EXCERPT —
[Start of section]
I love meeting people, to share people’s experiences, to learn and care about people

2. To share recipes.

Taiwan has a very diverse food culture which many people are completely unaware of. A lot of our cuisine originates from China but over the decades a lot of these dishes have evolved.

3. To prove that authentic Eastern food can be cooked at home.

There are many so called expert Chinese or Taiwanese chefs on the TV but often their food has no relation to the original dish. I watch chefs cook drunken chicken soaked in Shaoshing rice wine or a Taiwanese night market duck dish being prepared. Yes we have drunken chicken but it is served as a dry dish (ie without the soup) and we don’t have a Taiwanese night market duck dish.

About Me

Let me give you an explanation of where I come from and my background. My life started in Taipei, Taiwan in 1981 and my childhood was really miserable. My first memory of cooking was when I was two years old and my mother was passed out cold on the bed after gambling all night and I was hungry, so I tried to make myself a chocolate milk drink. My father and mother weren’t around for long periods of time for various reasons and I lived with my grandfather for a number of years before he sadly passed away from cancer.


However, the really great thing about my childhood was living with my grandfather. I absolutely loved him and he could cook really really well (in fact a lot of recipes on this blog are influenced by what he cooked for me when I was a child).
[End of section]
EXERCISE DATA —
[Start of section]
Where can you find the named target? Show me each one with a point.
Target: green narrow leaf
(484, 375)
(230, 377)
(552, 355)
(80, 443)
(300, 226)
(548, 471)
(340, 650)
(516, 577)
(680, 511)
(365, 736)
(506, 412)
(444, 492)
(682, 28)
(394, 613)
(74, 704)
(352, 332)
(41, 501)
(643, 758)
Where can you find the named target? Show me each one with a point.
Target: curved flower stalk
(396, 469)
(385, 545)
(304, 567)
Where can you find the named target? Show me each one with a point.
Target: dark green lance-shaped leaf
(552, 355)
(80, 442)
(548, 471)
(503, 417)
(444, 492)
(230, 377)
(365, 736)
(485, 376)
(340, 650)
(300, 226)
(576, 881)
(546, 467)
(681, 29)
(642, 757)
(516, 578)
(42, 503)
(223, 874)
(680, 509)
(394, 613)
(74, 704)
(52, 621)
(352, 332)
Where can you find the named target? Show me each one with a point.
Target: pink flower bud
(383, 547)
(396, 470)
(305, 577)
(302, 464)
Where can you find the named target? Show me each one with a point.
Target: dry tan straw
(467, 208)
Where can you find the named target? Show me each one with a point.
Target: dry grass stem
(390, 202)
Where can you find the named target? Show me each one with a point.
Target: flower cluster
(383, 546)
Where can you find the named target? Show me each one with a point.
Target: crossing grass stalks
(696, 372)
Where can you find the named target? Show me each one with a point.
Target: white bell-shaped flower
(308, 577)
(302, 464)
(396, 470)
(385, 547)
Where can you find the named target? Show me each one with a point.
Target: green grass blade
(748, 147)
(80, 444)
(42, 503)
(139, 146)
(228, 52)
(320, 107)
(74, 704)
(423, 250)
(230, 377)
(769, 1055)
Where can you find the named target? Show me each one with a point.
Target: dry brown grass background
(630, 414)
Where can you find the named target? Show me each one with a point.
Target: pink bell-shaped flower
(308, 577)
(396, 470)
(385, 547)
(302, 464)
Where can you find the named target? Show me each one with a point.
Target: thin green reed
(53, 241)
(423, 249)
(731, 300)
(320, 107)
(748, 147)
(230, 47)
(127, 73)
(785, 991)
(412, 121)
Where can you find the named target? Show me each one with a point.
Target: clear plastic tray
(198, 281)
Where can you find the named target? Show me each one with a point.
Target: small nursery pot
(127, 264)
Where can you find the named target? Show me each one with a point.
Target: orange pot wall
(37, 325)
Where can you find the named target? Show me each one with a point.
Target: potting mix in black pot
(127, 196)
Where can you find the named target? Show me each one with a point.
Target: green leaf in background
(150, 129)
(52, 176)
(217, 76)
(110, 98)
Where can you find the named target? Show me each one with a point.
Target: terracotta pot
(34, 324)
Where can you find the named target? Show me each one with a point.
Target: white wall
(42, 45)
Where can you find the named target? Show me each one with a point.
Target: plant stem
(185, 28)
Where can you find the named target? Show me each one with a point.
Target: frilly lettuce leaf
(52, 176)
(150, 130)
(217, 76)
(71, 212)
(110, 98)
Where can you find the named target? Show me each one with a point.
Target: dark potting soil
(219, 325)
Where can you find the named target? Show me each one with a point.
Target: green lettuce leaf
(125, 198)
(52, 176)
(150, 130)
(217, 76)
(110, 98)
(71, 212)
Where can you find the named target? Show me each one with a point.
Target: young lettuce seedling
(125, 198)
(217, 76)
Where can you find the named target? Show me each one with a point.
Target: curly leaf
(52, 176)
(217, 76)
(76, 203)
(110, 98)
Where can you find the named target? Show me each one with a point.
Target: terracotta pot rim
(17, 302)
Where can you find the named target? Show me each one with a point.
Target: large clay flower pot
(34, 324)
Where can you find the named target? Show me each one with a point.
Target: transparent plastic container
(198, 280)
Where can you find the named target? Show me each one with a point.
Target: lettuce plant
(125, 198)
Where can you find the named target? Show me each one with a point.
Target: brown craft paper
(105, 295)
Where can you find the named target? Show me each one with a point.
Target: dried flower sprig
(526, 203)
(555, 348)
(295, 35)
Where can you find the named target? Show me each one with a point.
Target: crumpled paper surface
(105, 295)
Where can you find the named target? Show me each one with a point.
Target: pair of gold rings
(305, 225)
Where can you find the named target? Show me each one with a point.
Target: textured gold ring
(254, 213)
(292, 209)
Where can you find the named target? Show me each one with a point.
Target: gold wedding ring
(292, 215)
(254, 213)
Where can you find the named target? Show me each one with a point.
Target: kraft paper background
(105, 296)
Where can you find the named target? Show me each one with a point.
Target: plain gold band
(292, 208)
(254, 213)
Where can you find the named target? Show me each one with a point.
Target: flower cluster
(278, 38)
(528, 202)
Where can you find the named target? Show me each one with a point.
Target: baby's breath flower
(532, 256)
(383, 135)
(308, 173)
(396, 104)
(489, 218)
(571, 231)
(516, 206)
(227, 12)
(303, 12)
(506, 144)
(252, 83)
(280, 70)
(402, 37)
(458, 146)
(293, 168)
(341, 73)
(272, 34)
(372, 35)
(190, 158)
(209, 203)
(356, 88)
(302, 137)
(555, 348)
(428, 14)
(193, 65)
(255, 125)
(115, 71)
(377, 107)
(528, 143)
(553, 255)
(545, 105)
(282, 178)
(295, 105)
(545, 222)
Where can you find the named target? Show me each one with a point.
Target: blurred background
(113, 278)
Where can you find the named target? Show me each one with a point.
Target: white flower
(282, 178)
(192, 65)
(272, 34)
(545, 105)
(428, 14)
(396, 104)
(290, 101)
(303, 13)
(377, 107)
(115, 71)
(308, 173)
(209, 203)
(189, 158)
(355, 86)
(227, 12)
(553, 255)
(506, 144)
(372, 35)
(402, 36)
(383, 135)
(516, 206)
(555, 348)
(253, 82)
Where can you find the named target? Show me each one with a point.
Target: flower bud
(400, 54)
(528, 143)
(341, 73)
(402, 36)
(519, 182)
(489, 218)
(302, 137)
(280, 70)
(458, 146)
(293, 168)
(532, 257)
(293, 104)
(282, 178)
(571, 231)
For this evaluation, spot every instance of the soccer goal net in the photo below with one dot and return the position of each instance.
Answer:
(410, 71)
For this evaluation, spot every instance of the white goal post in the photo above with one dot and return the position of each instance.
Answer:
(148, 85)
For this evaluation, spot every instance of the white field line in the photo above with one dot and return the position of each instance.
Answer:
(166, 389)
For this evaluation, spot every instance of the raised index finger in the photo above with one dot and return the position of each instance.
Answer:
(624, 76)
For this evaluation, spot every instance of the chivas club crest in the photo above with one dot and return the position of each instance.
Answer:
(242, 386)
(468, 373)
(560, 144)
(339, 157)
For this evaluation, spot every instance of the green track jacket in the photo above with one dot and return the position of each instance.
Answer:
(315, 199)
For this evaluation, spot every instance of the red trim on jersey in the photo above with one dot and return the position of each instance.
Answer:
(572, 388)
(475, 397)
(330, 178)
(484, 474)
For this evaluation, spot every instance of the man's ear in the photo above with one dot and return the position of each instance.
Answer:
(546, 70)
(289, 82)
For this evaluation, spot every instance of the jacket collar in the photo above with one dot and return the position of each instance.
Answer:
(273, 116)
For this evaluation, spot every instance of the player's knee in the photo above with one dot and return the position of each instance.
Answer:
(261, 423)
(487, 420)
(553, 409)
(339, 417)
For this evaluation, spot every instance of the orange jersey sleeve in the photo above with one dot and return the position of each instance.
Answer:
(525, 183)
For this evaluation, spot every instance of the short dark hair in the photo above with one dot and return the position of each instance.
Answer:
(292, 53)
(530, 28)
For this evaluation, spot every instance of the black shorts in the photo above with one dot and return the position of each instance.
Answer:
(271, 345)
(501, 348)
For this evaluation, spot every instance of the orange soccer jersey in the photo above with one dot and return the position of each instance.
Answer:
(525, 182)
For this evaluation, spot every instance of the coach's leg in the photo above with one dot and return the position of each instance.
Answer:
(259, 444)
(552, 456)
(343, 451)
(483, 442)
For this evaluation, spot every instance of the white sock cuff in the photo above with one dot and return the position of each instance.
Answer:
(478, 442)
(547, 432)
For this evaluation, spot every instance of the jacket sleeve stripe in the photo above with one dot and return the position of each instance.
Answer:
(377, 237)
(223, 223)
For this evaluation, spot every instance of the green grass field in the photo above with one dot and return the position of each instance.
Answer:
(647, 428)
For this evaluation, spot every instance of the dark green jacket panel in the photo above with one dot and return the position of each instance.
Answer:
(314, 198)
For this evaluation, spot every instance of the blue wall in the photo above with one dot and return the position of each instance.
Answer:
[End of section]
PROMPT 1 —
Condense the paragraph of the blog excerpt beginning "There are many so called expert" into a bulleted list that keeps its main facts.
PROMPT 2 —
Translate this sentence from the blog excerpt into Spanish: "Taiwan has a very diverse food culture which many people are completely unaware of."
Rely solely on the blog excerpt; the listing plays no part here.

RESPONSE BOX 1 —
- Many TV chefs presented as Chinese or Taiwanese experts cook food that often has no relation to the original dish.
- Examples seen include drunken chicken soaked in Shaoshing rice wine and a supposed Taiwanese night market duck dish.
- Drunken chicken does exist, but it is served as a dry dish, without the soup.
- There is no Taiwanese night market duck dish.

RESPONSE BOX 2 —
Taiwán tiene una cultura gastronómica muy diversa que muchas personas desconocen por completo.